Given task A: In the watch forum thread below, what price does the opening post give for the Speedy Pro?
═══ Extract
# Fortis B 42 official cosmo vs Omega Speedy Pro



## nikola0406

Hi everybody. I am new around here,must say nice forum. I have a huge dilema. Here in my country I can get a B 42 with full cosmo set at about 1550e, and at about 2500e Speedy Proff. Now what should I do. Is Fortis that god for that amount of cash,or is it worth to go that 1000e more for Speedy. Trust me I know everything about Speedy, but B 42 is so nice watch to me. And I don't know that much about it. Is 7750 Top grade in it or not,and does it mean anything if not. Thanks a lot in advance,chears Nikola


----------



## nikola0406

No one


----------



## heb

nikola0406 said:


> Hi everybody. I am new around here,must say nice forum. I have a huge dilema. Here in my country I can get a B 42 with full cosmo set at about 1550e, and at about 2500e Speedy Proff. Now what should I do. Is Fortis that god for that amount of cash,or is it worth to go that 1000e more for Speedy. Trust me I know everything about Speedy, but B 42 is so nice watch to me. And I don't know that much about it. Is 7750 Top grade in it or not,and does it mean anything if not. Thanks a lot in advance,chears Nikola


Hello nikola,

Over the years I've had more luck--in terms of reliability and precision--with my 7750 equipped chronographs than I've had with those with the Lemania handwound movement used by the Omega Speedmaster Professional (and the Universal Geneve "Compax"). The Lemania movement's daily rates are all over the place; at least for me.

The 7750 is not without occasional problems, that's for sure--hour counter that doesn't stop counting and hands that don't line up during reset. But on the whole, I would prefer the Fortis for my everyday wear chronograph wristwatch.

Fortis does not use Top Grade 7750 movements in their chronographs based on their gold plated, nickle balance wheels vs glycudur used in the Top grades. Does this make a difference? Absolutely. Top grade 7750 movements contain a number of component upgrades and are adjusted to finer daily rate tolerances. However, a well adjusted Standard Grade 7750 is probably more accurate than just about any non-chronometer rated, non-chronograph movement out.

Good luck,
heb

PS. I bet you will get the Speedmaster Professional.


----------



## nikola0406

Hahaha thanks, I ll try to get a Speedy but the price is a big issue, but that is the watch I want since I was 16, sooooo. I am still undecided. But Fortis is great value for that ammount of many isnt it. Thanks again


----------



## whifferdill

I love Fortis but am not a fan of the 7750 with its distinct 'wobble', though as heb says it's a very accurate movement. I also feel that the B42 range are a little over bulky and the size and weight of the Speedmaster seem 'just right'.
══════
Given task B: Please rewrite the records below so that every "photograph" becomes "image", with nothing else changed.
═══ Given data
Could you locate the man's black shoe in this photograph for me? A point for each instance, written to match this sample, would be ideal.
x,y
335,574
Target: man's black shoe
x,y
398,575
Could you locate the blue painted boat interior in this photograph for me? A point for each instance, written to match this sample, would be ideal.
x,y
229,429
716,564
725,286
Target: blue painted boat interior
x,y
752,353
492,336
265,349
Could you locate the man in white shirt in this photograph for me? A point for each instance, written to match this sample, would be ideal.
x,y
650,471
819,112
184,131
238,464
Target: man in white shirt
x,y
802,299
══════
Answer A: About 2500e.

Answer B:
Could you locate the man's black shoe in this image for me? A point for each instance, written to match this sample, would be ideal.
x,y
335,574
Target: man's black shoe
x,y
398,575
Could you locate the blue painted boat interior in this image for me? A point for each instance, written to match this sample, would be ideal.
x,y
229,429
716,564
725,286
Target: blue painted boat interior
x,y
752,353
492,336
265,349
Could you locate the man in white shirt in this image for me? A point for each instance, written to match this sample, would be ideal.
x,y
650,471
819,112
184,131
238,464
Target: man in white shirt
x,y
802,299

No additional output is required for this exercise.